Written instruction A:
Copy out each line of the rows in which the string "cabinet" appears.

Excerpt provided:
The basic climatic elements directly influence the spatial distribution of crop types and agricultural
systems, because different crops require different amounts of rainfall, humidity, warmth and
sunshine. In Cameroon's rainfed agriculture, climate is the main factor determining crop types and
yields. Beyond certain climatic limits, it becomes impossible or disadvantageous to cultivate
certain types of crops.

The forest zone of Cameroon (Figure 2), with its high temperatures, heavy rainfall fairly
distributed throughout the year and consequently abundant amount of soil moisture favors the
cultivation of tree crops and tubers. The western highland region is conducive to the cultivation of
all types of crops because its mountainous character influences the prevailing climate conditions.
The different climate conditions that exist at different altitudes affect agriculture production
differently. Lowland areas such as the Mbaw plain, the Ndop plain and the Bafut lowland are areas
favorable for tree crops, especially oil palm. The increasing length of the dry season in this region
despite the abundant precipitation favors the cultivation of cereals, especially maize. At very high
altitudes, especially around the Santa, Bui and Ndu regions, temperatures are quite low, making it
possible to cultivate temperate crops such as potatoes and various vegetables.

Written instruction B:
In the passage on climate and crops in Cameroon, swap "tubers" for "root crops" and give the text again, starting with "The forest zone" and going on through "prevailing climate conditions.".

Items:
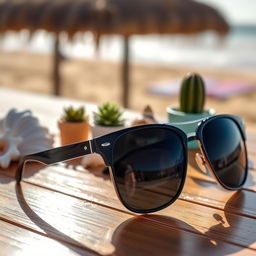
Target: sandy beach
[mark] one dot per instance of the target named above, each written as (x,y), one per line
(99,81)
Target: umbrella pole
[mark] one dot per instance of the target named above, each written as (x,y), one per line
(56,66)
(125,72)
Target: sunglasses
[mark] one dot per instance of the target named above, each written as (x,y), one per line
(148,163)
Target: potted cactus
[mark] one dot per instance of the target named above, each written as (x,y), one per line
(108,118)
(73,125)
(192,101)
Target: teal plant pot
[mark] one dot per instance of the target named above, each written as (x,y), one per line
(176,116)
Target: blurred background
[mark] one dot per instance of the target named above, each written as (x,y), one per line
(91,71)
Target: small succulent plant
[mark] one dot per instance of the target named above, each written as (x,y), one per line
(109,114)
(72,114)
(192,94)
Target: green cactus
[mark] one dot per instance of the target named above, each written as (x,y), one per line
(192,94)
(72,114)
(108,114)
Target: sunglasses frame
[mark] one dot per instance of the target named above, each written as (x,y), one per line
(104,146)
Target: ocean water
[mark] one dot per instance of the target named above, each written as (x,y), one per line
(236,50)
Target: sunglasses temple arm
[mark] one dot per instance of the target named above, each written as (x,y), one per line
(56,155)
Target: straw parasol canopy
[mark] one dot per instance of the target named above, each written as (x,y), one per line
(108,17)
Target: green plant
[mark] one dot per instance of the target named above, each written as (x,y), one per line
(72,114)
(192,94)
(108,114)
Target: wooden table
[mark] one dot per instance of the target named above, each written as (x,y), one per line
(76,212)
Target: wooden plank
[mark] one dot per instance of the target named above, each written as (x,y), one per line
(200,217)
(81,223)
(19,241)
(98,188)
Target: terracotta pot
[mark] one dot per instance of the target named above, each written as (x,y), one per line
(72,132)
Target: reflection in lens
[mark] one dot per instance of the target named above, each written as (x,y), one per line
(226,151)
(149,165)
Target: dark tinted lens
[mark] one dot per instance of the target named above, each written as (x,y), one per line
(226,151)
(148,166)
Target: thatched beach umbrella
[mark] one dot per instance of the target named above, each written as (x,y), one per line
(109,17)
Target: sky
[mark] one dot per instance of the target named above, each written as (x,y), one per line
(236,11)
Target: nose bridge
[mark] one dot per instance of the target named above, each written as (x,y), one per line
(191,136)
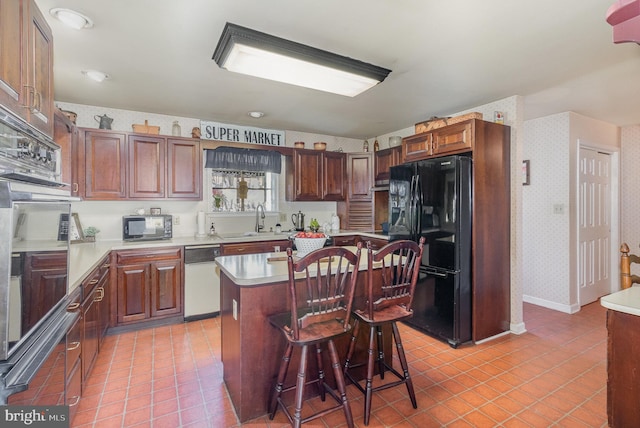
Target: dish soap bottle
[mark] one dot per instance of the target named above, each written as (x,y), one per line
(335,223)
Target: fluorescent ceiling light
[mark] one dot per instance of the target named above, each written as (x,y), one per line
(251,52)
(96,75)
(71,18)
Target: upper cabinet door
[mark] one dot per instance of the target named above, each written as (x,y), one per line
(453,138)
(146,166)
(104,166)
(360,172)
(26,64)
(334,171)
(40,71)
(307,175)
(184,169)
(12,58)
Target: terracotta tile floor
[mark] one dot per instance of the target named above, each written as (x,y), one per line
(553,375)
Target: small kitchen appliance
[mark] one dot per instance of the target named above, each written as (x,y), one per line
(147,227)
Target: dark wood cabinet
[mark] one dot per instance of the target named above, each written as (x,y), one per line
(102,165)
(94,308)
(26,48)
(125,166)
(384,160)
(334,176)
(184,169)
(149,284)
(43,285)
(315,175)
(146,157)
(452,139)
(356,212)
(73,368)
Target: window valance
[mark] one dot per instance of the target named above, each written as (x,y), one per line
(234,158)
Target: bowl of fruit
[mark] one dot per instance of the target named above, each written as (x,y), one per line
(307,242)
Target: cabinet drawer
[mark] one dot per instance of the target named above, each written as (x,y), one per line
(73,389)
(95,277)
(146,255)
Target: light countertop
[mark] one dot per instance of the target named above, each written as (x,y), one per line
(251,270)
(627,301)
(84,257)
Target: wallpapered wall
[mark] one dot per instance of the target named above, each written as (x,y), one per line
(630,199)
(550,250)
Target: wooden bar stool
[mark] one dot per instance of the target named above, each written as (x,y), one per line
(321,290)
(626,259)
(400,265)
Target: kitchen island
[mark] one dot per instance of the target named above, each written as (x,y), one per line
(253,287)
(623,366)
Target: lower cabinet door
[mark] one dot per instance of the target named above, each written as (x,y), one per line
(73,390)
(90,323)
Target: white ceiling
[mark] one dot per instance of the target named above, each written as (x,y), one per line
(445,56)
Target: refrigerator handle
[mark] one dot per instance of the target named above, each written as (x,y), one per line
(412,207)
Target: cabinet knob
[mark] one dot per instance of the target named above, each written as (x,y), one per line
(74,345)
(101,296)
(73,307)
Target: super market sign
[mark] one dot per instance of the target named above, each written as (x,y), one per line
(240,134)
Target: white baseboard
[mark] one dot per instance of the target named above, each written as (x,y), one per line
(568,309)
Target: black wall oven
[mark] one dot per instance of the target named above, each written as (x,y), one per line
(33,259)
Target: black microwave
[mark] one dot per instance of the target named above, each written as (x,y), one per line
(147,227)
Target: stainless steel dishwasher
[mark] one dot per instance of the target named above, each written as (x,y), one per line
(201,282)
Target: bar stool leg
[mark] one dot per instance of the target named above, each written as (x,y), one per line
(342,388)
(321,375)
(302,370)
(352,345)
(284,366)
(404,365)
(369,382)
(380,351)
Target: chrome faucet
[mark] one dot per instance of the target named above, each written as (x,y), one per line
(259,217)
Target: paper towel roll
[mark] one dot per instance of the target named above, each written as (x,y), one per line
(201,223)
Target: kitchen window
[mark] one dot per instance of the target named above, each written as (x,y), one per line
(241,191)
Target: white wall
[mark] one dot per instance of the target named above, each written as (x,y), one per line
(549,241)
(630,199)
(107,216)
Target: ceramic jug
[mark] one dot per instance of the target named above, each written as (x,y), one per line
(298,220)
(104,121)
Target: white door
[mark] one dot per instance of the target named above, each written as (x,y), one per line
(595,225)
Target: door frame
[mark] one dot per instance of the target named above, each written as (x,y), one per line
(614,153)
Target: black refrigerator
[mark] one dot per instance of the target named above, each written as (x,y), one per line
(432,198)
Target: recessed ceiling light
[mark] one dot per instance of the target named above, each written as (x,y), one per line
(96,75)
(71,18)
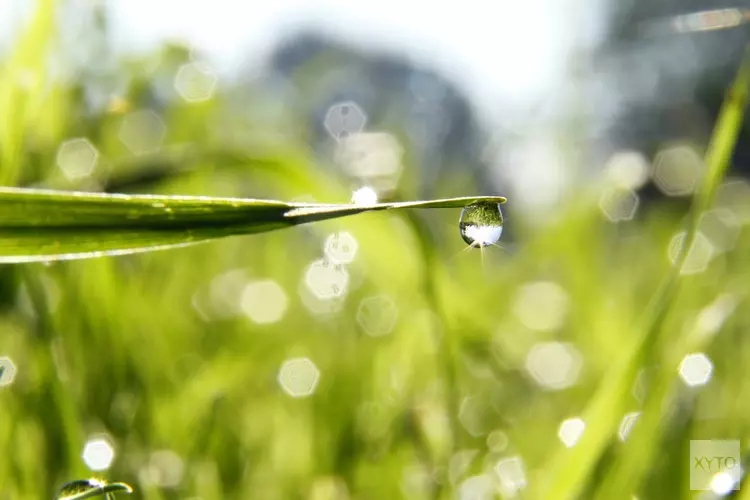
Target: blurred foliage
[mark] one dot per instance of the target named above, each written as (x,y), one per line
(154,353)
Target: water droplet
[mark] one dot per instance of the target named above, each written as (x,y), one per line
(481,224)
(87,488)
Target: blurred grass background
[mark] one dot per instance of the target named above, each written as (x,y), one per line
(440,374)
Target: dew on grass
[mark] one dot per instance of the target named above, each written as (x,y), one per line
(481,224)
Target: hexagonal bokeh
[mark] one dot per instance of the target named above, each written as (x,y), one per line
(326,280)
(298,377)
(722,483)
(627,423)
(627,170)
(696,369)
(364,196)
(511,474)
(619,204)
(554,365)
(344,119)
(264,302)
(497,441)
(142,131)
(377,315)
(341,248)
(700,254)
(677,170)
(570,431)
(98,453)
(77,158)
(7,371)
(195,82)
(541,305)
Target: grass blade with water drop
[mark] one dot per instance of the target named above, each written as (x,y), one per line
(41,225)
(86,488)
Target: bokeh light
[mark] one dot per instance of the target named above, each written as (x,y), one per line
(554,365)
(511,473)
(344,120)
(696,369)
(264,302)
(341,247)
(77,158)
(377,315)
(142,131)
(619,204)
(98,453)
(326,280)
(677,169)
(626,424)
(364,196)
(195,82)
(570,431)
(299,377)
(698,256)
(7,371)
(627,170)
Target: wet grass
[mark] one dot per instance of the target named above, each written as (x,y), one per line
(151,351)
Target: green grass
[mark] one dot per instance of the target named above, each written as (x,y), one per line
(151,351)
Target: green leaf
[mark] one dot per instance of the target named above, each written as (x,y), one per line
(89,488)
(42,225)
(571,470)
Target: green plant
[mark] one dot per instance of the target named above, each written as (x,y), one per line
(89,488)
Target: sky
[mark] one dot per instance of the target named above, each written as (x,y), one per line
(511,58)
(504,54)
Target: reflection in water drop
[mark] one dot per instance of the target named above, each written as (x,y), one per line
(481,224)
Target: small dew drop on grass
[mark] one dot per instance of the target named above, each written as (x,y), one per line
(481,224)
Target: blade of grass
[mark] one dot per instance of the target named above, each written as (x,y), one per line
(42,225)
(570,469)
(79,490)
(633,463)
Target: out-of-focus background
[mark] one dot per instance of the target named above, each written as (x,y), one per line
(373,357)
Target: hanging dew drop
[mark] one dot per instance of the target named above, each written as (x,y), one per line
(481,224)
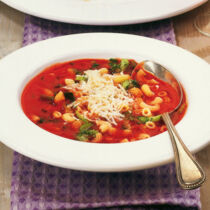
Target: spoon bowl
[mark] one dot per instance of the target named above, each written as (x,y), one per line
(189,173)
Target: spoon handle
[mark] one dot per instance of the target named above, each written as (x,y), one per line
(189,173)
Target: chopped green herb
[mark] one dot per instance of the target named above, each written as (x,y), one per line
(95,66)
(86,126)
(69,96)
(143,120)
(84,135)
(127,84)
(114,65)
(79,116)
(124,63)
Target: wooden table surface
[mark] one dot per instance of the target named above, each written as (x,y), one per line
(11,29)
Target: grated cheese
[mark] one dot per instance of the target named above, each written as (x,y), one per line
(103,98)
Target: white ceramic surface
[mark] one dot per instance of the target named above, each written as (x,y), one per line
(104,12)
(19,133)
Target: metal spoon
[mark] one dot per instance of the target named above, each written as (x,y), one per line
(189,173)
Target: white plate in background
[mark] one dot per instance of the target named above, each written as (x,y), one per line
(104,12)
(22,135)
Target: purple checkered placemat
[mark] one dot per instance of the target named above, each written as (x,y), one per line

Problem solution A:
Target: upper cabinet door
Target: dark wood cabinet
Target: cabinet drawer
Target: lower cabinet door
Target: cabinet knob

Problem solution B:
The forest zone of Cameroon (Figure 2), with its high temperatures, heavy rainfall fairly
distributed throughout the year and consequently abundant amount of soil moisture favors the
cultivation of tree crops and root crops. The western highland region is conducive to the cultivation of
all types of crops because its mountainous character influences the prevailing climate conditions.